Document text:
--- --- ---
Hard lessons of 9/11 aid communications on North Olympic Peninsula

PORT ANGELES — First responders’ radio woes at ground zero on 9/11 have yielded communications solutions on the North Olympic Peninsula, five years later and 2,500 miles away.

Police officers and firefighters at the Twin Towers discovered that they couldn’t talk to each another during the New York City chaos because they used different radio frequencies.

Emergency personnel in Jefferson and Clallam Counties have suffered from similar vexations — complicated by trying to communicate across the Olympic Mountains that often block even compatible signals.

But out of 9/11 came myriad programs to improve emergency responses, among them the Olympic Public Safety Communications Alliance Network — OPSCAN — that will go “live” early next month.

“The system is ready now,” said Patti Morris, administrator of the $5.8 million OPSCAN grant from the U.S. Department of Homeland Security, “but we want to make sure that the users are well trained.”

People who call 9-1-1 in an emergency won’t notice the difference, but dispatchers will.

A recent test of the system, linking a Jefferson County communications center in Port Hadlock with a deputy in the county’s West End, “was clear as a bell,” Morris said last week.

Similar radio messages using previous technology got through only about 30 percent of the time.
--- --- ---
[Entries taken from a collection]
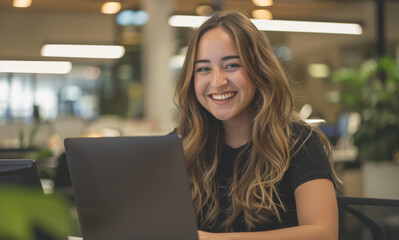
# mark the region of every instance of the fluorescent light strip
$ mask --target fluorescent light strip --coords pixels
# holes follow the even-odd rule
[[[209,17],[174,15],[169,18],[173,27],[199,27]],[[357,23],[310,22],[291,20],[251,19],[260,31],[307,32],[361,35],[362,27]]]
[[[309,124],[321,124],[321,123],[325,123],[326,120],[324,119],[305,119],[305,122],[309,123]]]
[[[72,63],[63,61],[0,61],[3,73],[67,74],[71,69]]]
[[[17,8],[27,8],[32,4],[32,0],[14,0],[13,6]]]
[[[117,59],[125,55],[125,48],[117,45],[45,44],[41,49],[45,57]]]

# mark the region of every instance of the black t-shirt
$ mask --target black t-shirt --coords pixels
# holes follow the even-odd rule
--- --- ---
Problems to work on:
(a) From the article on the OPSCAN radio network, extract the stretch from "Hard lessons of" through "even compatible signals.", word for word.
(b) List every numerical figure in the OPSCAN article that states an amount of time, distance, money, or percentage.

Task-by-task results:
(a)
Hard lessons of 9/11 aid communications on North Olympic Peninsula

PORT ANGELES — First responders’ radio woes at ground zero on 9/11 have yielded communications solutions on the North Olympic Peninsula, five years later and 2,500 miles away.

Police officers and firefighters at the Twin Towers discovered that they couldn’t talk to each another during the New York City chaos because they used different radio frequencies.

Emergency personnel in Jefferson and Clallam Counties have suffered from similar vexations — complicated by trying to communicate across the Olympic Mountains that often block even compatible signals.

(b)
- five years
- 2,500 miles
- $5.8 million
- about 30 percent